### What you have to do:
Reproduce the material below line for line, with no changes.

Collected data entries

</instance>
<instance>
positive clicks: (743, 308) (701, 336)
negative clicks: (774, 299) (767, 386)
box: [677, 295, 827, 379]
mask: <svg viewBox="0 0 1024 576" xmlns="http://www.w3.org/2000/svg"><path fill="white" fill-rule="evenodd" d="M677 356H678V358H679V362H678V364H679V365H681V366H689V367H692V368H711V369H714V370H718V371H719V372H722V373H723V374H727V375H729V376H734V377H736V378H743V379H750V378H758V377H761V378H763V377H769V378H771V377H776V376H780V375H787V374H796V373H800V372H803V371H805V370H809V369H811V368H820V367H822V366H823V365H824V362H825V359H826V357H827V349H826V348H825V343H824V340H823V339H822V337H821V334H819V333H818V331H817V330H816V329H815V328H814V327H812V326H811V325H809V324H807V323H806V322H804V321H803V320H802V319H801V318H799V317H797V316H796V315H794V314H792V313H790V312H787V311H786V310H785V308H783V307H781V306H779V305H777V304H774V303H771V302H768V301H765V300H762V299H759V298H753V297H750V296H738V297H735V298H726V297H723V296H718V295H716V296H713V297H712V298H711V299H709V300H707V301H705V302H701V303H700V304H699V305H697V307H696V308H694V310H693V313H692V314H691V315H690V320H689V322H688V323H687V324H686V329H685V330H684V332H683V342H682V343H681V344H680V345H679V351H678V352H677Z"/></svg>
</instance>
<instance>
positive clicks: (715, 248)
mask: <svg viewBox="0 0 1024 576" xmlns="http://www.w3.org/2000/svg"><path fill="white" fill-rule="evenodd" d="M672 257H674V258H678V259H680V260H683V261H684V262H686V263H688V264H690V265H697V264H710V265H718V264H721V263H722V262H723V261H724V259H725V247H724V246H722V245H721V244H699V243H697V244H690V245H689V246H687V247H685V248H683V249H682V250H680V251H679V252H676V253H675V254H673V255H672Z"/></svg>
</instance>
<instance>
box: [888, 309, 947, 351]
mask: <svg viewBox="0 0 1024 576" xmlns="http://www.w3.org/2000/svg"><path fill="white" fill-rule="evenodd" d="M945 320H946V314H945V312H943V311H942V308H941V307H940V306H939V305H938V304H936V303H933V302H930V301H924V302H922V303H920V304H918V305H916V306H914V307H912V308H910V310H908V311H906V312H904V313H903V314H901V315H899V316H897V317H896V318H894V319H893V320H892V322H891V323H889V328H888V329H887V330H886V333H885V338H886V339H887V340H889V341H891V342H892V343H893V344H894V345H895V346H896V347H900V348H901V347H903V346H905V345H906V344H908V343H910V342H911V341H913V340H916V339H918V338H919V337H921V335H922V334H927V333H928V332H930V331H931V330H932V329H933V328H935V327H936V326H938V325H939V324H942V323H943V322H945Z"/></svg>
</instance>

### Response box:
</instance>
<instance>
positive clicks: (743, 308) (701, 336)
negative clicks: (774, 299) (767, 386)
box: [677, 295, 827, 379]
mask: <svg viewBox="0 0 1024 576" xmlns="http://www.w3.org/2000/svg"><path fill="white" fill-rule="evenodd" d="M677 356H678V358H679V362H678V364H679V365H681V366H689V367H692V368H711V369H714V370H718V371H719V372H722V373H723V374H727V375H729V376H734V377H736V378H743V379H750V378H758V377H761V378H763V377H769V378H771V377H776V376H780V375H787V374H796V373H800V372H803V371H805V370H809V369H811V368H820V367H822V366H823V365H824V362H825V359H826V357H827V349H826V348H825V343H824V340H823V339H822V337H821V334H819V333H818V331H817V330H816V329H815V328H814V327H812V326H811V325H809V324H807V323H806V322H804V321H803V320H802V319H801V318H799V317H797V316H796V315H794V314H792V313H790V312H787V311H786V310H785V308H783V307H781V306H779V305H777V304H774V303H771V302H768V301H765V300H762V299H759V298H753V297H750V296H738V297H735V298H726V297H723V296H718V295H716V296H713V297H712V298H711V299H709V300H707V301H705V302H701V303H700V304H699V305H697V307H696V308H694V310H693V313H692V314H691V315H690V320H689V322H688V323H687V324H686V329H685V330H684V332H683V342H682V343H681V344H680V345H679V351H678V352H677Z"/></svg>
</instance>
<instance>
positive clicks: (715, 248)
mask: <svg viewBox="0 0 1024 576" xmlns="http://www.w3.org/2000/svg"><path fill="white" fill-rule="evenodd" d="M672 257H674V258H678V259H680V260H683V261H684V262H686V263H688V264H690V265H697V264H710V265H718V264H721V263H722V262H723V261H724V259H725V247H724V246H722V245H721V244H699V243H697V244H690V245H689V246H687V247H685V248H683V249H682V250H680V251H679V252H676V253H675V254H673V255H672Z"/></svg>
</instance>
<instance>
box: [888, 309, 947, 351]
mask: <svg viewBox="0 0 1024 576" xmlns="http://www.w3.org/2000/svg"><path fill="white" fill-rule="evenodd" d="M945 320H946V314H945V312H943V311H942V308H941V307H940V306H939V305H938V304H936V303H933V302H930V301H924V302H922V303H920V304H918V305H916V306H914V307H912V308H910V310H908V311H906V312H904V313H903V314H901V315H899V316H897V317H896V318H894V319H893V320H892V322H891V323H889V328H888V329H887V330H886V333H885V338H886V339H887V340H889V341H891V342H892V343H893V344H894V345H895V346H896V347H900V348H901V347H903V346H905V345H906V344H908V343H910V342H911V341H913V340H916V339H918V338H919V337H921V335H922V334H927V333H928V332H930V331H931V330H932V329H933V328H935V327H936V326H938V325H939V324H942V323H943V322H945Z"/></svg>
</instance>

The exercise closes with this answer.